Exercise materials.
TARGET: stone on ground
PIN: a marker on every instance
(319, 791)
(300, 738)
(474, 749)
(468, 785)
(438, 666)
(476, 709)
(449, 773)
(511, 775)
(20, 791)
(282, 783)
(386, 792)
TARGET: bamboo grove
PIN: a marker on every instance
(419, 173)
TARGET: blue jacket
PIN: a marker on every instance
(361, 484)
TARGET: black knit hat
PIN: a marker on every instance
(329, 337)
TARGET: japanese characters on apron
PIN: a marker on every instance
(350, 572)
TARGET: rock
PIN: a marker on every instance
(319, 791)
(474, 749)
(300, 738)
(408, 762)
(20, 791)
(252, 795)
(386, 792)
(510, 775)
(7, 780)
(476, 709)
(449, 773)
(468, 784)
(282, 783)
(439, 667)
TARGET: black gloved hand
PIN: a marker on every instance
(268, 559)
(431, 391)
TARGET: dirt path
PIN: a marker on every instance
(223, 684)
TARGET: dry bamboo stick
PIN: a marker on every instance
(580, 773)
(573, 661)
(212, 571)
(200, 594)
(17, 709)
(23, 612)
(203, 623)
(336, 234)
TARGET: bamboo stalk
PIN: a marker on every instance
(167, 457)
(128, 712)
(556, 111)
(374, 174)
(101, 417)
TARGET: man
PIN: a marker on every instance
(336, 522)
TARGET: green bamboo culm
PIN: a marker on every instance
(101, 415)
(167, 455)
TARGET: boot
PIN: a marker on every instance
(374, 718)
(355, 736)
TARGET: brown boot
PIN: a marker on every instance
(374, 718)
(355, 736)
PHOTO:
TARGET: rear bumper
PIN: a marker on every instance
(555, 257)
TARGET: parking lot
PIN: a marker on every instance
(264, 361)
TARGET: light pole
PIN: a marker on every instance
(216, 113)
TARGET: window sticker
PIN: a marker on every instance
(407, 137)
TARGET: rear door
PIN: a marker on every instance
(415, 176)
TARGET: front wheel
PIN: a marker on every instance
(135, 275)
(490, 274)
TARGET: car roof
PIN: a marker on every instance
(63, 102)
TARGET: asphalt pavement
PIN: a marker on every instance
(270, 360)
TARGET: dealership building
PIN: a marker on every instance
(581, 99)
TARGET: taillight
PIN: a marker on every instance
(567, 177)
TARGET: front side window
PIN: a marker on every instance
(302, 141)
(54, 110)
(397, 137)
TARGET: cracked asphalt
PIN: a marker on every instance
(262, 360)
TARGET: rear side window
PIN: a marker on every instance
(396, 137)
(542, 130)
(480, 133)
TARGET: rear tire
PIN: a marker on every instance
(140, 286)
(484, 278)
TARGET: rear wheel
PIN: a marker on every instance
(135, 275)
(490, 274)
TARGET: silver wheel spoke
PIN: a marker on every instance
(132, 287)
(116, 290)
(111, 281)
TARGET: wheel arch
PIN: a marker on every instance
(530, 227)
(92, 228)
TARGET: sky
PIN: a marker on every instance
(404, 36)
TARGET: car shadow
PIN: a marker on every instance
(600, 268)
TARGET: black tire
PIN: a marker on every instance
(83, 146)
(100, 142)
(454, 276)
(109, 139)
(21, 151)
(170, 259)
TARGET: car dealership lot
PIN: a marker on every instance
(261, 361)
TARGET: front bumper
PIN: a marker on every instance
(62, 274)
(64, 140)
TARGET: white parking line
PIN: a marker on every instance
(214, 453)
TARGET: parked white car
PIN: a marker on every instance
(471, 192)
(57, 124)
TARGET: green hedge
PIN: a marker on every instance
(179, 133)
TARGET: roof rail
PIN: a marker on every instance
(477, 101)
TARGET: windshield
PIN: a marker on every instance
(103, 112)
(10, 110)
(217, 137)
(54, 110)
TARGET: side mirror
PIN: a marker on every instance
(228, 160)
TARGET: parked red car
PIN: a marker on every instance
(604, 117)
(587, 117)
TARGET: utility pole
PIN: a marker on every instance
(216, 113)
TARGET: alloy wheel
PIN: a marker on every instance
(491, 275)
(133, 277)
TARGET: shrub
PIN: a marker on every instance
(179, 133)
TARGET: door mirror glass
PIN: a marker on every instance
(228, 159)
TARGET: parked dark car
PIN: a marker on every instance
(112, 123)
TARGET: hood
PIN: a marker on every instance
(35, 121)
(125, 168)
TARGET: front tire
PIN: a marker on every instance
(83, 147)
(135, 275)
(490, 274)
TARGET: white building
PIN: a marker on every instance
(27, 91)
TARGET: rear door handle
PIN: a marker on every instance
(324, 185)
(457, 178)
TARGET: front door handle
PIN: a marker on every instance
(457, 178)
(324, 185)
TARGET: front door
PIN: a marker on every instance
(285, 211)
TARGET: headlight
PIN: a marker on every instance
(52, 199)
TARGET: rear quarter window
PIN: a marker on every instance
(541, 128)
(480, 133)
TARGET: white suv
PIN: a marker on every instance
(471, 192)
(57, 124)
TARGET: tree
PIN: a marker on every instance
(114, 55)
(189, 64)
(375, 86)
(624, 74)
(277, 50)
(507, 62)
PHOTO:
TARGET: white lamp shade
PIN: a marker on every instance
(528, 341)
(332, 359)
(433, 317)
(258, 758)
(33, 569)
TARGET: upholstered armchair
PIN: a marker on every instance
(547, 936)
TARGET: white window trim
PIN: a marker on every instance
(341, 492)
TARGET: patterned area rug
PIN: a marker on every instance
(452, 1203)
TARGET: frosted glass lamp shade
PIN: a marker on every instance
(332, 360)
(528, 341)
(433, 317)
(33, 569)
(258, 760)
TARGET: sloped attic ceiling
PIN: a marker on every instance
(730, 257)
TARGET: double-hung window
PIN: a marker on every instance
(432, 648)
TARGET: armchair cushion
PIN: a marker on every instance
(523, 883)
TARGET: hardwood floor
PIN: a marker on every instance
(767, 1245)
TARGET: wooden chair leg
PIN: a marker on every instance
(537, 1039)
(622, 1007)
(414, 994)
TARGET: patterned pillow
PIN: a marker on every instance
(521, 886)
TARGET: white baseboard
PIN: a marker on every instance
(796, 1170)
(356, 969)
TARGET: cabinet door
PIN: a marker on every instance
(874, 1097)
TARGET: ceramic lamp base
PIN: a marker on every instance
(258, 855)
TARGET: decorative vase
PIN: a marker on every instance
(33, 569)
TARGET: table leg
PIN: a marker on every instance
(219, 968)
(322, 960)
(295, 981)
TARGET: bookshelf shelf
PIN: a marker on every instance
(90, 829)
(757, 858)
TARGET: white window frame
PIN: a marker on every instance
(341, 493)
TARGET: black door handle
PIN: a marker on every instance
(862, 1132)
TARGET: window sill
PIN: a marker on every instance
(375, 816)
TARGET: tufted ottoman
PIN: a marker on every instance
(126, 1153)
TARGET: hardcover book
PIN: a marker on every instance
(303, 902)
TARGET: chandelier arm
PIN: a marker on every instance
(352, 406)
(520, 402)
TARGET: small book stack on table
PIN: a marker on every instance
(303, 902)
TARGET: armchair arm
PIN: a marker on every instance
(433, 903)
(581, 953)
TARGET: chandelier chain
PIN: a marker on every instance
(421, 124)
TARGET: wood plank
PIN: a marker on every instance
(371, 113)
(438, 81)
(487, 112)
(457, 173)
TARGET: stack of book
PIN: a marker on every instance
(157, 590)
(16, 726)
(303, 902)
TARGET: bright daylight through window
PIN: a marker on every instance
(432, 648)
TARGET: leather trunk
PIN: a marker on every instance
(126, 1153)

Aim of the exercise. Every entry above should be retyped exactly as shown.

Task output.
TARGET: stone on ground
PIN: a marker on every instance
(319, 791)
(300, 738)
(474, 749)
(468, 785)
(438, 666)
(476, 709)
(449, 773)
(511, 775)
(20, 791)
(282, 783)
(386, 792)
TARGET: bamboo grove
PIN: a marker on every instance
(419, 173)
TARGET: blue jacket
PIN: a marker on every instance
(361, 484)
TARGET: black knit hat
PIN: a marker on every instance
(329, 337)
TARGET: japanese characters on apron
PIN: a marker on every instance
(350, 572)
TARGET: rock
PIN: a marker on every instance
(319, 791)
(474, 749)
(300, 738)
(408, 762)
(20, 791)
(252, 795)
(386, 792)
(510, 775)
(7, 780)
(476, 709)
(449, 773)
(468, 784)
(282, 783)
(439, 667)
TARGET: black gloved hand
PIN: a marker on every instance
(268, 559)
(431, 391)
TARGET: dirt path
PIN: a marker on every instance
(223, 684)
TARGET: dry bamboo stick
PIN: a marker on every instance
(580, 773)
(573, 661)
(212, 571)
(200, 594)
(17, 709)
(23, 612)
(203, 623)
(336, 234)
TARGET: bamboo stalk
PIN: a marker on every instance
(167, 457)
(128, 712)
(556, 111)
(374, 174)
(101, 417)
TARGET: man
PIN: a marker on every instance
(336, 522)
TARGET: green bamboo culm
PIN: a marker on every instance
(101, 415)
(167, 455)
TARGET: boot
PIN: a marker on every instance
(374, 718)
(355, 736)
TARGET: brown boot
PIN: a marker on every instance
(374, 718)
(355, 736)
PHOTO:
TARGET: rear bumper
PIN: a marker on every instance
(555, 257)
TARGET: parking lot
PIN: a marker on every instance
(264, 361)
TARGET: light pole
PIN: a marker on every instance
(216, 113)
TARGET: window sticker
PIN: a marker on every instance
(407, 137)
TARGET: rear door
PIN: a marker on every instance
(415, 176)
TARGET: front wheel
PIN: a marker on every instance
(135, 275)
(490, 274)
TARGET: car roof
PIN: a marker on every instance
(63, 102)
TARGET: asphalt pavement
PIN: a marker on every instance
(270, 360)
TARGET: dealership building
PIN: a marker on every instance
(581, 99)
TARGET: taillight
PIN: a marker on every instance
(567, 177)
TARGET: front side window
PIN: a marker on every instance
(302, 141)
(54, 110)
(397, 137)
TARGET: cracked asphalt
PIN: a marker on every instance
(262, 360)
TARGET: rear side window
PIN: a marker on every instance
(396, 137)
(542, 130)
(480, 133)
TARGET: rear tire
PIN: a marker on every instance
(140, 286)
(484, 278)
TARGET: rear wheel
PIN: a marker on every instance
(135, 275)
(490, 274)
TARGET: silver wheel spoke
PIN: a marker on every instance
(132, 287)
(116, 290)
(111, 281)
TARGET: wheel arch
PIN: a marker on every instance
(530, 227)
(92, 228)
TARGET: sky
PIN: a marker on every instance
(404, 36)
TARGET: car shadow
PIN: a marker on every instance
(600, 268)
TARGET: black tire
PIN: a marker on every instance
(83, 146)
(100, 142)
(454, 276)
(109, 139)
(21, 151)
(170, 259)
TARGET: car dealership lot
PIN: a marker on every instance
(261, 361)
TARGET: front bumper
PIN: a marker on every instance
(62, 274)
(64, 140)
TARGET: white parking line
PIN: a marker on every instance
(214, 453)
TARGET: parked white car
PIN: a marker on every instance
(471, 192)
(57, 124)
TARGET: green hedge
PIN: a marker on every instance
(179, 133)
TARGET: roof rail
PIN: a marker on every instance
(477, 101)
TARGET: windshield
PIN: a marker on every instance
(103, 112)
(10, 110)
(217, 137)
(54, 110)
TARGET: side mirror
PIN: a marker on every instance
(228, 160)
TARGET: parked red car
PIN: a marker on every instance
(604, 117)
(587, 117)
TARGET: utility pole
PIN: a marker on every instance
(216, 113)
TARGET: alloy wheel
PIN: a marker on every instance
(491, 275)
(133, 277)
TARGET: shrub
PIN: a marker on every instance
(179, 133)
TARGET: door mirror glass
PIN: a marker on every instance
(228, 159)
TARGET: parked dark car
PIN: a marker on every instance
(112, 123)
TARGET: hood
PIN: a marker on every instance
(35, 121)
(125, 168)
TARGET: front tire
PIN: a marker on every instance
(83, 147)
(135, 275)
(490, 274)
TARGET: white building
PIN: a marker on every instance
(27, 91)
TARGET: rear door handle
PIN: a marker on every instance
(324, 185)
(457, 178)
TARGET: front door handle
PIN: a marker on every instance
(457, 178)
(324, 185)
TARGET: front door
PIN: a marker on every instance
(285, 211)
TARGET: headlight
PIN: a marker on every instance
(52, 199)
TARGET: rear quarter window
PIN: a marker on every instance
(541, 128)
(480, 133)
TARGET: white suv
PIN: a marker on every instance
(471, 192)
(57, 124)
TARGET: tree
PIN: a marker on every instance
(114, 55)
(189, 64)
(375, 86)
(624, 74)
(277, 50)
(507, 62)
PHOTO:
TARGET: white lamp shade
PIN: a marker on every instance
(528, 341)
(332, 359)
(433, 317)
(258, 758)
(33, 569)
TARGET: upholstered armchair
PIN: a marker on every instance
(547, 936)
TARGET: white window trim
PIN: a marker on every instance
(341, 492)
TARGET: patterned area rug
PIN: a marker on every instance
(452, 1203)
TARGET: frosted glass lamp shade
PIN: a marker on every instance
(332, 360)
(528, 341)
(433, 317)
(33, 569)
(258, 760)
TARGET: sloped attic ceiling
PIN: a marker on every instance
(730, 257)
TARGET: double-hung window
PIN: a marker on every instance
(432, 648)
TARGET: armchair cushion
PIN: a marker on every instance
(523, 883)
TARGET: hardwood floor
PIN: a marker on every instance
(767, 1245)
TARGET: wooden chair leg
PIN: a marker on every instance
(537, 1039)
(622, 1007)
(414, 994)
TARGET: patterned pillow
PIN: a marker on every instance
(521, 886)
TARGET: white baseboard
PIN: a marker on every instance
(796, 1170)
(356, 969)
TARGET: cabinet door
PIN: a marker on every instance
(874, 1097)
TARGET: ceramic lamp base
PIN: a marker on every instance
(258, 855)
TARGET: decorative vase
PIN: a marker on every instance
(33, 569)
TARGET: table leg
PIN: a marker on every instance
(219, 968)
(322, 960)
(295, 981)
TARGET: bookshelf shelf
PIN: a marker on every instance
(90, 829)
(757, 858)
TARGET: white window frame
PIN: a marker on every instance
(341, 493)
TARGET: black door handle
PIN: a marker on every instance
(862, 1132)
TARGET: window sill
PIN: a marker on every instance
(375, 816)
TARGET: tufted ottoman
PIN: a marker on every instance
(126, 1153)
TARGET: hardcover book
PIN: a marker on every instance
(303, 902)
TARGET: chandelier arm
PIN: a marker on every instance
(352, 406)
(520, 402)
TARGET: small book stack on table
PIN: a marker on every instance
(303, 902)
TARGET: armchair arm
PIN: a marker on every instance
(433, 903)
(581, 953)
TARGET: chandelier chain
PIN: a marker on every instance
(421, 124)
TARGET: wood plank
PIN: a marker on every instance
(371, 113)
(438, 81)
(487, 112)
(457, 173)
TARGET: stack of book
PIN: a marker on every instance
(157, 590)
(16, 726)
(303, 902)
TARGET: bright daylight through window
PIN: a marker on every instance
(432, 648)
TARGET: leather trunk
PIN: a marker on every instance
(126, 1153)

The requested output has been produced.